### Document extract:
============
# Barrel twist rates



## WhutHurtz (Jan 2, 2008)

I have what seems to be a very basic question. In general in any given caliber heavier bullets will be longer than lighter bullets. Why do the longer bullets need to have faster spin (barrel twist) rates to be stabilized?


----------



## darkgael (Feb 10, 2006)

I cannot give you a complete answer but...I believe that the need for faster twist rates is a result of the fact that bullets do not rotate perfectly around their centerlines but "yaw" or oscillate, much like a football does when it is thrown. The longer the bullet, the greater the amount of oscillation there will be at the tip. Increased rotational speed stabilizes this oscillation, again, much like what happens to a football when thrown fast as opposed to slowly.
Eventually, as the bullet rotation slows, the bullet will destabilize, yaw will increase, becoming more and more severe and then the bullet will tumble.
Bullets fired too slowly out of a particular barrel - even "fast twist" - will not stabilize properly because lower velocity will not provide enough rotational speed.
Anyway....I believe that that is substantially correct. Others may have better info.
Pete


----------



## Csquared (Sep 5, 2006)

Pete, a bullet doesn't spin perfectly, or "oscillates" as you called it, because of imperfections in the bullet. If the bullet's perfect, it will spin perfectly...eventually. If it is NOT perfect, which no bullet is, no amount of rotational speed will correct it. In fact, more rotational speed will make it WORSE! That's why benchrest shooters use twist rates only as fast as absolutely necessary to stabilize the bullet they intend to use in competition.

You basically explained why ANY bullet needs to spin, but the question is VERY deep and requires an answer just as deep...and I'm anxiously awaiting an answer!


----------



## WhutHurtz (Jan 2, 2008)
============
### Listed records:
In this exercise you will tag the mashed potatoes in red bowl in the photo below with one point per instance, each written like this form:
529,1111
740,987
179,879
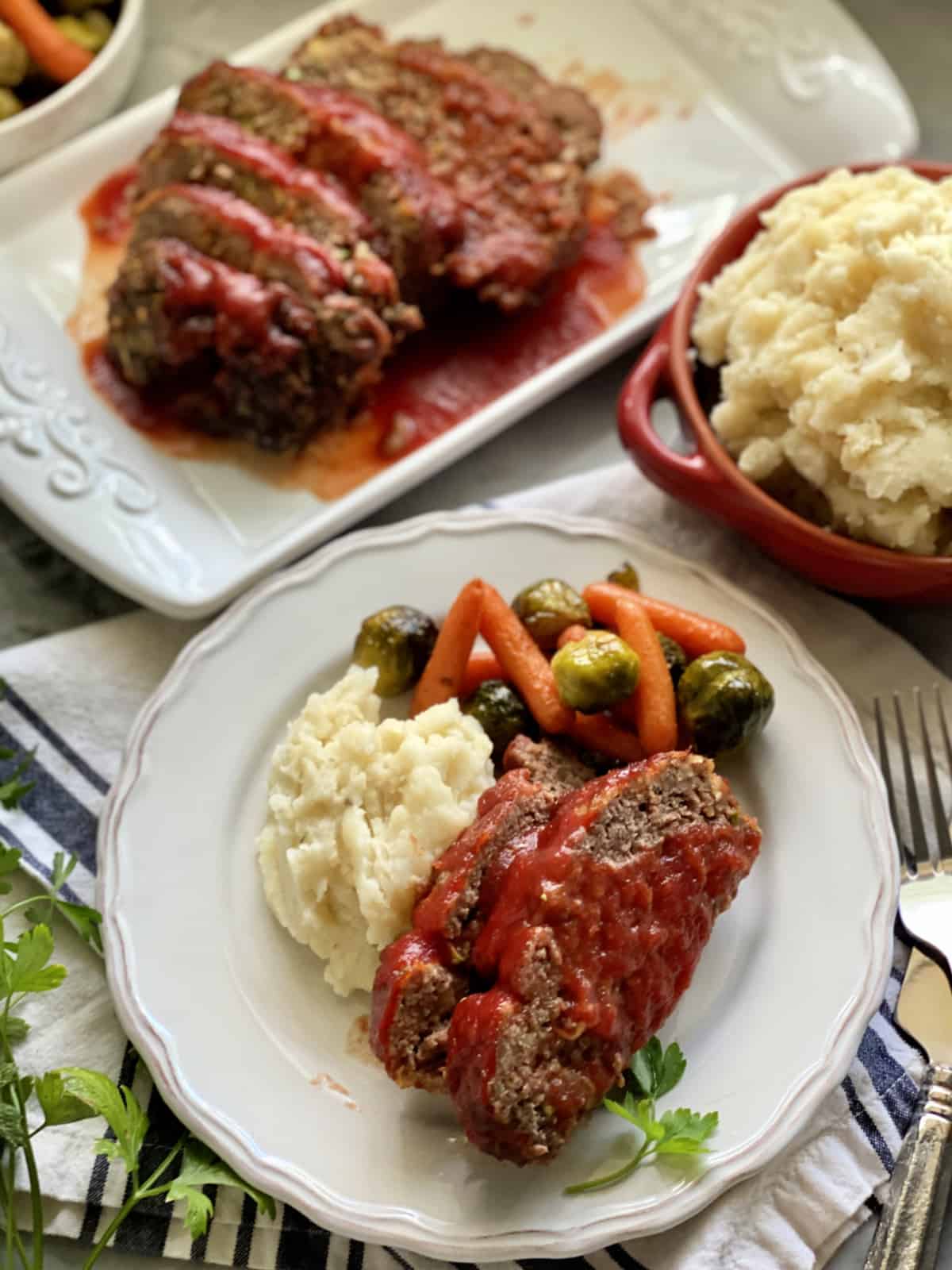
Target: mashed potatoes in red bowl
810,355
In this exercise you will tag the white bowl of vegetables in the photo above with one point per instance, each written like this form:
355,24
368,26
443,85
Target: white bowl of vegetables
63,67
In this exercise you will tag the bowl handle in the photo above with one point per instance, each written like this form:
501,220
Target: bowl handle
691,478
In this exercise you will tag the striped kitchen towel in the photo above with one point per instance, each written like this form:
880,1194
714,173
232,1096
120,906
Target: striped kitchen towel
73,698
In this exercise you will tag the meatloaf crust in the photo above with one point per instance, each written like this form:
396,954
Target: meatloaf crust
524,201
213,150
240,357
382,168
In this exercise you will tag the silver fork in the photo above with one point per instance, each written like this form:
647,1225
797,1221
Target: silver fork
911,1225
926,870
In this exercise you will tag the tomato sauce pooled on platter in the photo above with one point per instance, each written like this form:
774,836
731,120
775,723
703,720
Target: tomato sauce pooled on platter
436,380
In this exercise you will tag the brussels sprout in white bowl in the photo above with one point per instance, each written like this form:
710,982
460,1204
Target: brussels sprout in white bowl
63,67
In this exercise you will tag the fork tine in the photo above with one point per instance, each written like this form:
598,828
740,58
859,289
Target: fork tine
943,727
939,812
905,859
920,845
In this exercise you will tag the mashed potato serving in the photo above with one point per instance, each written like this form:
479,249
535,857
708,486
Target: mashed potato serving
357,813
835,333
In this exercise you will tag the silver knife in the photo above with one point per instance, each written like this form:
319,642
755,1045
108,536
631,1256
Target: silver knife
911,1225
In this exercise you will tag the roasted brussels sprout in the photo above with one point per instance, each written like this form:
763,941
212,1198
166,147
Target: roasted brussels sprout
10,103
674,656
14,59
596,672
501,711
628,575
547,607
397,641
90,32
724,702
============
### Goals:
A - In the barrel twist thread, what does darkgael compare a bullet's yaw or oscillation to?
B - Echo the barrel twist thread from "Eventually, as the" up to and including "use in competition.".
Work from the barrel twist thread alone, not from the listing.

### Per-task answers:
A - A football when it is thrown.

B -
Eventually, as the bullet rotation slows, the bullet will destabilize, yaw will increase, becoming more and more severe and then the bullet will tumble.
Bullets fired too slowly out of a particular barrel - even "fast twist" - will not stabilize properly because lower velocity will not provide enough rotational speed.
Anyway....I believe that that is substantially correct. Others may have better info.
Pete


----------



## Csquared (Sep 5, 2006)

Pete, a bullet doesn't spin perfectly, or "oscillates" as you called it, because of imperfections in the bullet. If the bullet's perfect, it will spin perfectly...eventually. If it is NOT perfect, which no bullet is, no amount of rotational speed will correct it. In fact, more rotational speed will make it WORSE! That's why benchrest shooters use twist rates only as fast as absolutely necessary to stabilize the bullet they intend to use in competition.